The question isn’t just if HIIT is safe for congestive heart failure patients, but does it improve the function of their heart better than steady state cardio.
Very typically, people with congestive heart failure do not have a consistent history of cardio exercise.
Now some people believe they’ve always had a good aerobic regimen in place, when in actuality, they did not.
An example is someone who for years has been walking on a treadmill – but holding on.
It’s been the same movement for years, which has had no positive effect on their heart.
Holding onto a treadmill while steady state walking, merely going through motions while your arms subtract workload from your legs, will do absolutely zero for the prevention of heart failure, and will do nothing for strengthening the cardiovascular system.
Exercise is recommended for people with congestive heart failure.
A study out of the Technical University of Munich (TUM) and the Norwegian University of Science and Technology in Trondheim looked at comparing HIIT to steady state aerobics.
Traditionally, patients with congestive heart failure are treated ONLY with drugs and implantable devices like pacemakers.
Doctors rarely urge them to undertake a consistent, structured cardio exercise program. In fact, many doctors warn about exercise, that it could put too much stress on the already-compromised heart.

* **Excerpted data**
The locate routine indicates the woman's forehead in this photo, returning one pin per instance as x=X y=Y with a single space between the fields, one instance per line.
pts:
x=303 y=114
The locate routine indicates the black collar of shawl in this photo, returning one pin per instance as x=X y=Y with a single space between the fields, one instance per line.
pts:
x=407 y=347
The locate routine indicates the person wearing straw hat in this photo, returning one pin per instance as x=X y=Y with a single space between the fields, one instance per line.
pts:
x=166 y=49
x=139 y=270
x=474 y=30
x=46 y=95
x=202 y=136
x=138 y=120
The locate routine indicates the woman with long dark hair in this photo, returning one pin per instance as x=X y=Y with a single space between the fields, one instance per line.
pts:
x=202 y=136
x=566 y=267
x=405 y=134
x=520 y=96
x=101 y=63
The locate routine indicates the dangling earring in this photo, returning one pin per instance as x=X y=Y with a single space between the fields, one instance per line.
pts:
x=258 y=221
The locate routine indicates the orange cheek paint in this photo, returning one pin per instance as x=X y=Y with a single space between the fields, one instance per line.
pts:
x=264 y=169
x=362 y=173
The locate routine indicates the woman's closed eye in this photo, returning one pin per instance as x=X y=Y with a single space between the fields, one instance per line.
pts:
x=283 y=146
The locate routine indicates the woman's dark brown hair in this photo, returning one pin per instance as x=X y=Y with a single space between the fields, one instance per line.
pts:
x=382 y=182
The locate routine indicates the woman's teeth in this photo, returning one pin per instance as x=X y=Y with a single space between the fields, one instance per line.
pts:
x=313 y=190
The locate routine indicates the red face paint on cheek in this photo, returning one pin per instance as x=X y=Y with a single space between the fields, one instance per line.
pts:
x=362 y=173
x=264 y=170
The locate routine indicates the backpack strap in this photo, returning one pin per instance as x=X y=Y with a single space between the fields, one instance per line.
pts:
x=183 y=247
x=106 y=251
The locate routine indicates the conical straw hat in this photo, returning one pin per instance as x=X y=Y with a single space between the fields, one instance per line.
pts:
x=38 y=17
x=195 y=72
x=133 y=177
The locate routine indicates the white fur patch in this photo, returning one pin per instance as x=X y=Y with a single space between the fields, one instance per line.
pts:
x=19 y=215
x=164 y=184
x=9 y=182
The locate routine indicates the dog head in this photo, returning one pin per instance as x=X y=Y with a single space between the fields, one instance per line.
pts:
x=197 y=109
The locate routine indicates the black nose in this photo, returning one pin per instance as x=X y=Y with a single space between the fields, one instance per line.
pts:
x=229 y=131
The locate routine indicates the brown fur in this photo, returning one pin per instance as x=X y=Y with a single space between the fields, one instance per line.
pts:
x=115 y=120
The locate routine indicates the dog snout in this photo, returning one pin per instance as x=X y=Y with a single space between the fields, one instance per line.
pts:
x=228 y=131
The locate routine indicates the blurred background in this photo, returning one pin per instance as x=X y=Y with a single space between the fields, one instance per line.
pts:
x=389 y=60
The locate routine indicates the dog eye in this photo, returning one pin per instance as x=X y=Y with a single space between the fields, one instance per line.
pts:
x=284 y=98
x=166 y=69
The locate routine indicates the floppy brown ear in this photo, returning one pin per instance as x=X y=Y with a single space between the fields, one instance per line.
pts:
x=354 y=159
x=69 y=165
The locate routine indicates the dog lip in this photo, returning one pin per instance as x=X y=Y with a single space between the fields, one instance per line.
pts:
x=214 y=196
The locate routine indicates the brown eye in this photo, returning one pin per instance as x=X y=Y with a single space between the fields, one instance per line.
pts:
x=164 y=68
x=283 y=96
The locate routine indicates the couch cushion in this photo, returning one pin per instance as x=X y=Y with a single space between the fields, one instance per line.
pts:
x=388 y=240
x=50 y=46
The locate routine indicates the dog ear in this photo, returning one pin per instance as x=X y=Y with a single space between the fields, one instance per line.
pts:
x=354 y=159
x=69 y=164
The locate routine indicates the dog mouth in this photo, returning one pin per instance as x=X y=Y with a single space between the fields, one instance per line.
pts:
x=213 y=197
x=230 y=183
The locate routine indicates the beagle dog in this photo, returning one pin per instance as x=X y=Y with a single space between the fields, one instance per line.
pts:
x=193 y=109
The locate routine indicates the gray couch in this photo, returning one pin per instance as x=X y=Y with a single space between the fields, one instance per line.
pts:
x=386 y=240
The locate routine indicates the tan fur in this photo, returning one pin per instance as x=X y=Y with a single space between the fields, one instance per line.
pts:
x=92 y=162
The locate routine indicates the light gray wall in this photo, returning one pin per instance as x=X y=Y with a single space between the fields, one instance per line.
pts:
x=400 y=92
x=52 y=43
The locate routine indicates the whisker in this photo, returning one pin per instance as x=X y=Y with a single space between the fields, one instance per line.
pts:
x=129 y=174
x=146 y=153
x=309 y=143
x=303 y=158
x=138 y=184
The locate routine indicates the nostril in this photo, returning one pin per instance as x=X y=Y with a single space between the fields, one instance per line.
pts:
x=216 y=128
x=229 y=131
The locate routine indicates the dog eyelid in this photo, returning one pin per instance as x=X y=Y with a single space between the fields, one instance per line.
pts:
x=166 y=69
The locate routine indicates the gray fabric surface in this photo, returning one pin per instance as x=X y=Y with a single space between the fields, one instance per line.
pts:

* **Required action A**
Summarize the passage on HIIT and congestive heart failure in two sentences.
* **Required action B**
Write the next part of the passage on HIIT and congestive heart failure, picking up after its final sentence.

* **Task answer A**
The question is whether HIIT is safe for congestive heart failure patients and whether it improves heart function more than steady state cardio. These patients typically lack a consistent cardio history, and although exercise is recommended for them, they are traditionally treated only with drugs and implantable devices, while a study from TUM and the Norwegian University of Science and Technology in Trondheim compared HIIT with steady state aerobics.

* **Task answer B**
Telling a patient, “Try to get more exercise” is too abstract, too vague, open to subjective interpretation – such that “more exercise” translates to a slow walk to the mail box down the street rather than being driven there by a car.
When it comes to congestive heart failure, “a little bit is better than nothing” has no effect on the pumping action of the heart. “Nothing” is an incredibly low standard!
HIIT vs. Steady State Cardio in Heart Failure Patients
• Some study subjects were assigned to HIIT (90-95% maximum heart rate).
• Others were assigned to MCT: moderate continuous training (steady state, 60-70% MHR).
• All subjects had congestive heart failure.
• For the first 12 weeks, subjects were supervised during the exercise.
• For the remaining 40 weeks, they were on their own.
• Some complied and some did not.
Various components of heart function were measured throughout the study. Based on those measurements, the conclusion was that “HIIT was not superior to MCT in changing left ventricular remodeling or aerobic capacity,” says the paper.
Martin Halle, Professor of Preventive and Rehabilitative Sports Medicine at TU Munich, states in the report that “I would rather discourage high intensity exercise until larger studies prove this to be as safe.”
Moderate or steady state training, says Halle, can be described as 100 steps per minute or taking 3,000 steps in 30 minutes.